§ Exercise instructions: Word for word, output every line of the material below, minus pictures.

##### Data listing #####

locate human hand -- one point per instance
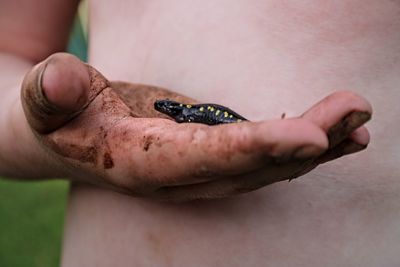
(108, 133)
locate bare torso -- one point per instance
(260, 58)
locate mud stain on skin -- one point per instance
(108, 162)
(347, 125)
(147, 142)
(84, 154)
(140, 98)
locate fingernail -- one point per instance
(307, 152)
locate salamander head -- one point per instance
(169, 107)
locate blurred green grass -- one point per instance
(31, 220)
(32, 213)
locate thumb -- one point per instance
(58, 89)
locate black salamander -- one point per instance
(210, 114)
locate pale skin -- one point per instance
(153, 157)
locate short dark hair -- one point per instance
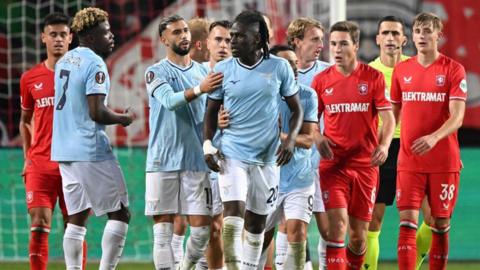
(223, 23)
(249, 17)
(55, 18)
(164, 22)
(280, 48)
(391, 18)
(347, 26)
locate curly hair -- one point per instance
(298, 27)
(88, 18)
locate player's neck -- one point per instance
(390, 60)
(427, 58)
(347, 69)
(179, 60)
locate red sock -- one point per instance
(354, 261)
(438, 255)
(38, 247)
(407, 245)
(84, 259)
(336, 257)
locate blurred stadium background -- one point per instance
(134, 23)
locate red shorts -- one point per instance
(42, 190)
(440, 188)
(354, 188)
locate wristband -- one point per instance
(197, 91)
(208, 148)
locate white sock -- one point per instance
(113, 241)
(252, 249)
(196, 246)
(177, 247)
(162, 246)
(73, 246)
(202, 264)
(322, 253)
(296, 254)
(281, 245)
(232, 241)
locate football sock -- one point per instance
(336, 256)
(373, 251)
(407, 247)
(424, 240)
(177, 247)
(232, 241)
(196, 246)
(38, 247)
(113, 241)
(281, 246)
(296, 253)
(162, 246)
(439, 252)
(72, 246)
(252, 248)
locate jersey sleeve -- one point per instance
(26, 99)
(381, 102)
(458, 89)
(160, 89)
(96, 79)
(395, 90)
(311, 108)
(289, 86)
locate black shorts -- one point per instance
(388, 175)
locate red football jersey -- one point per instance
(37, 94)
(350, 106)
(424, 93)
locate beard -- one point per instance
(180, 51)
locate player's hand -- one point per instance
(211, 82)
(223, 118)
(285, 151)
(379, 155)
(128, 118)
(423, 144)
(324, 145)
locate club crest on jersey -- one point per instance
(100, 77)
(362, 88)
(149, 76)
(329, 91)
(440, 80)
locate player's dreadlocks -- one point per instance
(250, 17)
(88, 18)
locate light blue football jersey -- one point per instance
(250, 94)
(305, 77)
(76, 137)
(298, 173)
(175, 140)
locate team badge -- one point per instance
(100, 77)
(440, 80)
(463, 85)
(29, 196)
(149, 76)
(362, 88)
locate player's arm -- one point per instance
(424, 144)
(285, 151)
(101, 114)
(25, 130)
(209, 129)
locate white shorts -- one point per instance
(255, 185)
(318, 205)
(217, 205)
(183, 192)
(98, 185)
(297, 204)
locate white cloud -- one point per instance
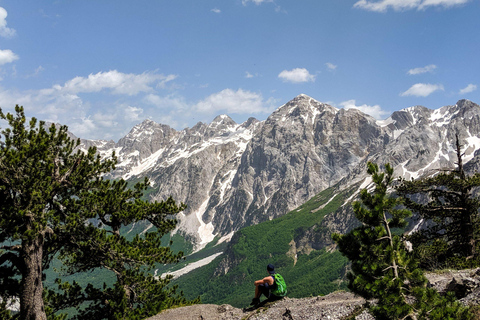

#####

§ Exercise solution:
locate human hand -- one point per instance
(108, 133)
locate bare torso -- one point per instance
(260, 58)
locate mud stain on skin -- one point per instance
(108, 162)
(347, 125)
(147, 142)
(84, 154)
(140, 98)
locate fingernail -- one point per instance
(307, 152)
locate salamander head -- one point per instance
(169, 107)
locate blurred green grass -- one point per instance
(31, 220)
(32, 213)
locate thumb -- one point per instance
(58, 89)
locate black salamander -- one point per instance
(210, 114)
locate pale skin -- one point per instance
(153, 157)
locate short dark hair -- one point per instance
(223, 23)
(249, 17)
(55, 18)
(164, 22)
(280, 48)
(391, 18)
(347, 26)
locate curly hair -- one point per instance
(298, 27)
(88, 18)
locate player's neck -- one point per instance
(390, 60)
(427, 58)
(347, 69)
(179, 60)
locate red sock -- one point per instance
(354, 261)
(438, 255)
(38, 247)
(407, 245)
(84, 259)
(336, 257)
locate blurred stadium background -- one point per instance
(134, 23)
locate red shorts -- one point per instance
(42, 190)
(440, 188)
(354, 188)
locate wristband -- one point per instance
(197, 91)
(208, 148)
locate white sock -- one point per instance
(113, 241)
(252, 249)
(196, 246)
(177, 247)
(162, 246)
(73, 246)
(202, 264)
(322, 253)
(296, 254)
(281, 245)
(232, 241)
locate football sock -- one point per instance
(336, 256)
(373, 251)
(407, 247)
(424, 240)
(177, 247)
(232, 241)
(196, 246)
(38, 247)
(113, 241)
(281, 246)
(296, 253)
(162, 246)
(439, 252)
(72, 246)
(252, 248)
locate jersey sleeve -- one point per instance
(26, 99)
(381, 102)
(458, 89)
(160, 89)
(96, 79)
(395, 90)
(311, 108)
(289, 86)
locate black shorts -- one point per instance
(388, 175)
locate red football jersey -- one point per instance
(37, 94)
(350, 106)
(424, 93)
locate beard -- one point per instance
(180, 51)
locate player's hand -- one point per instance
(211, 82)
(223, 118)
(285, 151)
(379, 155)
(128, 118)
(423, 144)
(324, 145)
locate club crest on jersey -- one point per instance
(100, 77)
(362, 88)
(149, 76)
(329, 91)
(440, 80)
locate player's dreadlocks -- one point per instance
(250, 17)
(88, 18)
locate light blue football jersey -- one point per instance
(250, 94)
(305, 77)
(76, 137)
(298, 173)
(175, 140)
locate team badge -- one point per instance
(100, 77)
(440, 80)
(463, 85)
(29, 196)
(149, 76)
(362, 88)
locate player's arm -- one point per instance
(424, 144)
(285, 151)
(101, 114)
(25, 130)
(209, 129)
locate white shorts -- one point per instance
(255, 185)
(318, 205)
(217, 205)
(183, 192)
(98, 185)
(297, 204)
locate white cloud -- one point per instance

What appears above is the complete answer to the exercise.